(Location identification entries)

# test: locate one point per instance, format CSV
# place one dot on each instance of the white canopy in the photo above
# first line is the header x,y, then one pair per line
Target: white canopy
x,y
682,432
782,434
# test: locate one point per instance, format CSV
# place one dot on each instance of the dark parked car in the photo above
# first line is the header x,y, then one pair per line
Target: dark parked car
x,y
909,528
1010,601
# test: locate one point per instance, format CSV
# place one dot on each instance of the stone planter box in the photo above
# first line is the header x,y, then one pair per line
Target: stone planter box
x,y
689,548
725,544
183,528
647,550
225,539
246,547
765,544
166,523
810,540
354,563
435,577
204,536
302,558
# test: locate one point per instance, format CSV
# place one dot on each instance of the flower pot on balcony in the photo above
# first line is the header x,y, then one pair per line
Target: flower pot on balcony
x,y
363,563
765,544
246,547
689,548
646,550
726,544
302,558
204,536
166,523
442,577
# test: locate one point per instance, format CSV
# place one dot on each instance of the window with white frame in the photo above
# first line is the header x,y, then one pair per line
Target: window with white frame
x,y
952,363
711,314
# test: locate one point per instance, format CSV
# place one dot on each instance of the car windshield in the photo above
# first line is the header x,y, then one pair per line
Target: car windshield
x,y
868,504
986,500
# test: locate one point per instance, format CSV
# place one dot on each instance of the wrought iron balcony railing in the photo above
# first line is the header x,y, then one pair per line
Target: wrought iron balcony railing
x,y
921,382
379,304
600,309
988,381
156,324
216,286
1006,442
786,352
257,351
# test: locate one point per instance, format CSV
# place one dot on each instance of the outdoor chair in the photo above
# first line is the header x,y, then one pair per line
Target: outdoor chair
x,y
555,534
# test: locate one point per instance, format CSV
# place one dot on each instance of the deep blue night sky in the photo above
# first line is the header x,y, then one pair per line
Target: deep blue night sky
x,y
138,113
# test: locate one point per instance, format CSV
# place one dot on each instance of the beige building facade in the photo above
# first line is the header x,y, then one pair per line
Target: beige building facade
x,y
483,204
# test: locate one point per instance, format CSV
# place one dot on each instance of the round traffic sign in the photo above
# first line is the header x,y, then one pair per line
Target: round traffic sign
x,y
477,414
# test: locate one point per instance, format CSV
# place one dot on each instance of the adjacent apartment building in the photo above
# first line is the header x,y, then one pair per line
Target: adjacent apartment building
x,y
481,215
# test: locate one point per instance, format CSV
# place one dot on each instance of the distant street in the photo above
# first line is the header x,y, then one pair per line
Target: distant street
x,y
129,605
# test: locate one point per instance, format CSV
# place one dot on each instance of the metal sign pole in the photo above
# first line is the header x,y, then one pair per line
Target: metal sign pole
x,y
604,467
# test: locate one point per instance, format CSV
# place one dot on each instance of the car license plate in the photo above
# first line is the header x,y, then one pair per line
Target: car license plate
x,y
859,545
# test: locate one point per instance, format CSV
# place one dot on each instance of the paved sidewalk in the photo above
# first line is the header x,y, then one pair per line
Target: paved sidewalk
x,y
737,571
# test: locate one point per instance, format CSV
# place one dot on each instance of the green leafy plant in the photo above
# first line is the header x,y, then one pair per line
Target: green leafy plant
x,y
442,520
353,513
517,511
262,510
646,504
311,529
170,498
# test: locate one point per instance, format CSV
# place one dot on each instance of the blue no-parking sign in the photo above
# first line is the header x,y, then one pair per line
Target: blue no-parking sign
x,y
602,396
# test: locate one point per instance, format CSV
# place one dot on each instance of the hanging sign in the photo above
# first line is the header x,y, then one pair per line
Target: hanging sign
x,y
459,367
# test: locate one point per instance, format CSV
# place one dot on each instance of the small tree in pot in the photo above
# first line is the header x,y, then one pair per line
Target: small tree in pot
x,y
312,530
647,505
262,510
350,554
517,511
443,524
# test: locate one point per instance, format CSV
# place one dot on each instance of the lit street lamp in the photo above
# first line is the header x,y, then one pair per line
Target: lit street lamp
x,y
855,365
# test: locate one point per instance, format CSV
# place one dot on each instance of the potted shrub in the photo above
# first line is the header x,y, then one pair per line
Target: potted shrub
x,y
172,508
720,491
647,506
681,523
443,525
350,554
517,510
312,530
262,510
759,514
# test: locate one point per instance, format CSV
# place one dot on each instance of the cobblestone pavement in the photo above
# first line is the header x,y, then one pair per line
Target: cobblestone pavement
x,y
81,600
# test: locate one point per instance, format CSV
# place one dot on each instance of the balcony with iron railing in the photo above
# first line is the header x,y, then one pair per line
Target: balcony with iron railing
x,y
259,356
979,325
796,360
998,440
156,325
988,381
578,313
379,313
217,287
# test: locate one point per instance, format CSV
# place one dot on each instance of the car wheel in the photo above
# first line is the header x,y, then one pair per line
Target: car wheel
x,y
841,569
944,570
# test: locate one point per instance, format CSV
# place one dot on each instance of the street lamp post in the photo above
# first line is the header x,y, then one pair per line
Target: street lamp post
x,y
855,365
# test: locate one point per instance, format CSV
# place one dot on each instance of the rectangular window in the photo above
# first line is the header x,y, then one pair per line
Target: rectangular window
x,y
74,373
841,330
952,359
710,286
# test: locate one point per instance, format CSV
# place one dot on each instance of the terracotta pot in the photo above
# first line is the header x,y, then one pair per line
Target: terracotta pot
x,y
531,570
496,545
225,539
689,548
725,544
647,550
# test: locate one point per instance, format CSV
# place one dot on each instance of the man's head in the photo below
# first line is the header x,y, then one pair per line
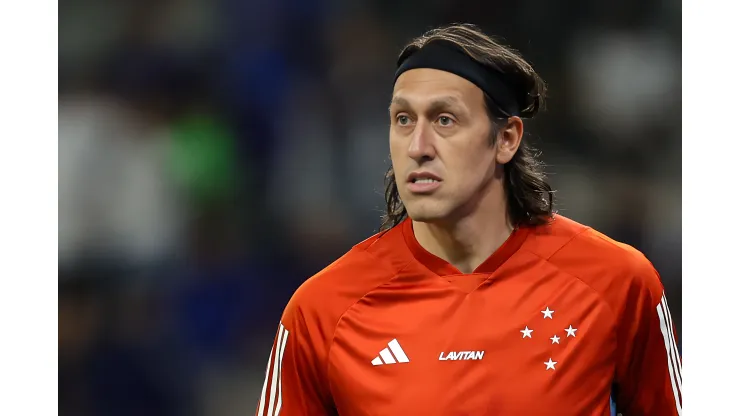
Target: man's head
x,y
456,130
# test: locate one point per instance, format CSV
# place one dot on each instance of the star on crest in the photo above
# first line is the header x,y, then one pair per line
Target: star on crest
x,y
571,331
527,333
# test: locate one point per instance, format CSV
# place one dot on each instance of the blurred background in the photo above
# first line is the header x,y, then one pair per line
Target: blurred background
x,y
213,154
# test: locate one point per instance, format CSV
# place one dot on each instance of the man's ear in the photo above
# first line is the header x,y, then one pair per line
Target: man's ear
x,y
508,140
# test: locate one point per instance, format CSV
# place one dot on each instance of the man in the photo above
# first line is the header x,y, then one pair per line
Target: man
x,y
475,298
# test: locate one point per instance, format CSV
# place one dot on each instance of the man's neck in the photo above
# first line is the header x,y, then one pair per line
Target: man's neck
x,y
469,241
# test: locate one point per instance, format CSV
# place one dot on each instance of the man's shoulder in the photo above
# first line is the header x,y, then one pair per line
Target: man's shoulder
x,y
602,262
338,286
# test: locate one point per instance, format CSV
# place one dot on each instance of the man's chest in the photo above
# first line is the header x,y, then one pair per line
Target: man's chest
x,y
545,352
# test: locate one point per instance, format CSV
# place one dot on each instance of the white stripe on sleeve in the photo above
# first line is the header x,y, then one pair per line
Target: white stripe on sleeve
x,y
669,355
275,368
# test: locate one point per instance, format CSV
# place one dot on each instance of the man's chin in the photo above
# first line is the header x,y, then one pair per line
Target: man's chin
x,y
427,214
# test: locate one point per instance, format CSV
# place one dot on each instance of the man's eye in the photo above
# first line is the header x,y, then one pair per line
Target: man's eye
x,y
445,121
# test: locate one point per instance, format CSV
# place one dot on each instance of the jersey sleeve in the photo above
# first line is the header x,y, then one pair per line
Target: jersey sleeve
x,y
295,380
648,374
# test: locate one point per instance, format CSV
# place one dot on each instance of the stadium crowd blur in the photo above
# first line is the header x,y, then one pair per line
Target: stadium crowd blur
x,y
213,154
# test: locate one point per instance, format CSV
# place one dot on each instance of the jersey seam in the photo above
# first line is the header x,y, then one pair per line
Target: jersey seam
x,y
339,320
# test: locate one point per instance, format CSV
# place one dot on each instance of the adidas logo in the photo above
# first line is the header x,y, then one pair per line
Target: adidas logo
x,y
391,355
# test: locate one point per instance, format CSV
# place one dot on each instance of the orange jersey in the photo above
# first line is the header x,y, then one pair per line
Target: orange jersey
x,y
558,320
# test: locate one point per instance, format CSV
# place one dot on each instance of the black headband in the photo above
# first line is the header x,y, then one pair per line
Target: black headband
x,y
447,57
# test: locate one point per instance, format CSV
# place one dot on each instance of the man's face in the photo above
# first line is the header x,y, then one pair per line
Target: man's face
x,y
440,144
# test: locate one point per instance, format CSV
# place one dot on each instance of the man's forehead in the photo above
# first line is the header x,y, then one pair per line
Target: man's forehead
x,y
430,85
402,100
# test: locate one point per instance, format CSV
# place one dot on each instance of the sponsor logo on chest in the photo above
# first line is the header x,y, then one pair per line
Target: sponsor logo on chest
x,y
461,355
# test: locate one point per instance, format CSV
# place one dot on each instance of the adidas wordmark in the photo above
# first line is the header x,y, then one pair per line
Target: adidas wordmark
x,y
391,355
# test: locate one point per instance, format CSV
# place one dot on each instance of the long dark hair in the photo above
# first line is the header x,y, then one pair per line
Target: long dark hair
x,y
529,195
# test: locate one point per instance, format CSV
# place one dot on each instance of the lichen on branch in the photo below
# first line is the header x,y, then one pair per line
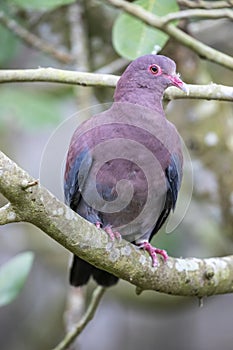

YOUR GOAL
Locate each line in the items above that contains the word "balcony" and copy every such line in full.

TASK RESULT
# place one dot on each instance of the flower pot on balcony in the photo above
Target: flower pot on balcony
# place one dot on each instance of the wrought iron balcony railing in the photo above
Target: wrought iron balcony railing
# place one dot on each instance of the balcony with iron railing in the photo above
Target: balcony with iron railing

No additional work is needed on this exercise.